What you are asked to do: Word for word, reproduce each entry.

Region pointing data:
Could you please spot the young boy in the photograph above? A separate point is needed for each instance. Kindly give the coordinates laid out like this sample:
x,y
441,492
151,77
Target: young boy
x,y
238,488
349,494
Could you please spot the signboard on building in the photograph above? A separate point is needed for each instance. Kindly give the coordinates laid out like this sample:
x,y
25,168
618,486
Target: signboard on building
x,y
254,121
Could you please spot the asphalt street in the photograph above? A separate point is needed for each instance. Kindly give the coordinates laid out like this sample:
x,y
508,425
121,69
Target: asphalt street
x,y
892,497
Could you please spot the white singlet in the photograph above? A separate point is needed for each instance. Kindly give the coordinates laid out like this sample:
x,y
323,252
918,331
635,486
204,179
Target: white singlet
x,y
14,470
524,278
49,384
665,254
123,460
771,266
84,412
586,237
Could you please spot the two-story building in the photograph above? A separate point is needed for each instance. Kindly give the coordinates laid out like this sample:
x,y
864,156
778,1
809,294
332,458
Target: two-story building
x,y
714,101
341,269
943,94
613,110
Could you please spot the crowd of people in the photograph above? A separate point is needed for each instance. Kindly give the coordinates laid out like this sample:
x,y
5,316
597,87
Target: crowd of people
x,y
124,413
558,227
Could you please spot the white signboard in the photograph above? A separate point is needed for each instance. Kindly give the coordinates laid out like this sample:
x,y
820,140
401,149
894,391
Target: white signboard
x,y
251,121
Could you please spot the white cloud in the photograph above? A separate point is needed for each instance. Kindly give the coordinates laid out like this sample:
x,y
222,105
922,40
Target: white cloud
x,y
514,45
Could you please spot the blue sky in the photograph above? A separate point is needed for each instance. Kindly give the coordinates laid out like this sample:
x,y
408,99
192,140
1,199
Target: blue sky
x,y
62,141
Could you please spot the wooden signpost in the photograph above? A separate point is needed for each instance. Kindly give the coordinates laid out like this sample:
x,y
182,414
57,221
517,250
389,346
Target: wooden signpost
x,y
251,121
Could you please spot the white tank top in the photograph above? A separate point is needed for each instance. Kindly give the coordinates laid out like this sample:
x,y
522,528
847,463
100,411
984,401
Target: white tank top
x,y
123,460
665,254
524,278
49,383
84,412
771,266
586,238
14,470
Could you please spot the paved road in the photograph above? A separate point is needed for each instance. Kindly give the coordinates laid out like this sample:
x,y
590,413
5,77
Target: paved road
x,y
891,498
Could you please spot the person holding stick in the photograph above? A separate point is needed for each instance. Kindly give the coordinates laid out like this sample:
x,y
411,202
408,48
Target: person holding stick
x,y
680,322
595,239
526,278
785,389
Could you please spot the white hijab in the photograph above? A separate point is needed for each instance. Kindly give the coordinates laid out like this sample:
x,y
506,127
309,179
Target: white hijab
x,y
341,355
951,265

Exercise result:
Could you please spot the young boy in the photograph above? A separate point is needed for each instance. Kindly give the coordinates laid out like this sample:
x,y
441,492
151,77
Target: young boy
x,y
238,488
349,494
Could you please spot the signboard on building in the photograph above? A separate point is needed for each instance. Kindly give the coordinates laid out like this sample:
x,y
25,168
618,486
Target: signboard on building
x,y
254,121
Could you please spot the asphalt street in the photograph above? A separate point is needed for each instance. Kindly give the coordinates laid out like this sample:
x,y
508,425
121,69
Target: asphalt street
x,y
892,497
Could you please spot the white singlet in the photograph above? A separate point is needed for each instance. Kindly give the coordinates laid out like this sample:
x,y
323,252
918,331
635,486
204,179
Target: white singlet
x,y
14,470
524,278
49,384
665,254
123,460
771,266
84,412
586,237
Could you please spot the two-story building in the photograph above? A separate point is needed for each instance. Kindly give the coordinates laid out like this sample:
x,y
864,156
778,1
809,294
332,458
Target: two-story building
x,y
714,101
341,269
943,94
613,110
Could you please spot the crowd of people in the photograph above? A separate point is needed for each instance. Kindly give the coordinates laid out like this sample:
x,y
5,316
597,87
Target: crowd of people
x,y
124,413
558,227
Could you please spot the white signboard in the photograph above? A separate point is needed for each instance. Kindly give the coordinates laid out like this sample:
x,y
820,140
401,149
894,391
Target: white signboard
x,y
251,121
Could you please spot the white cloud in the photograph above? A separate point is needed for each instance. Kindly give the coordinates laid out like this sample:
x,y
222,105
922,40
Target: white cloud
x,y
514,45
Could you please spot the blue sky in the photograph above? A separate point is needed for each instance. Kindly give the coordinates laid out like this sample:
x,y
408,99
192,140
1,199
Target: blue sky
x,y
62,141
Could you please spot the wooden signpost in the photograph above? A separate point is needed for each instance. Kindly give the coordinates laid out like this sample:
x,y
182,414
57,221
517,250
389,346
Target: wooden signpost
x,y
251,121
Could you please spot the white tank top in the photograph above? A separate point is needed for each instance. Kindly give the coordinates laid out like this sample:
x,y
522,528
847,463
100,411
984,401
Target: white tank top
x,y
123,460
665,254
524,278
49,383
84,412
771,266
586,238
14,470
Could you please spot the paved road in the photograph above? A separate point is needed for each instance. Kindly give the coordinates laid out like this sample:
x,y
590,413
5,77
Target: paved road
x,y
891,498
Could you please spot the person holding stick in the photograph above? A separate point is needed for each instance. Kindly give the coordinates laid out like this sample:
x,y
411,202
408,48
Target: person holding stick
x,y
680,322
595,239
526,278
785,389
Could you please spot the white hijab in the photograph above? A separate point is needed for each instance. Kindly give the coordinates laid out like this sample:
x,y
506,127
309,179
Target: white hijab
x,y
341,355
951,265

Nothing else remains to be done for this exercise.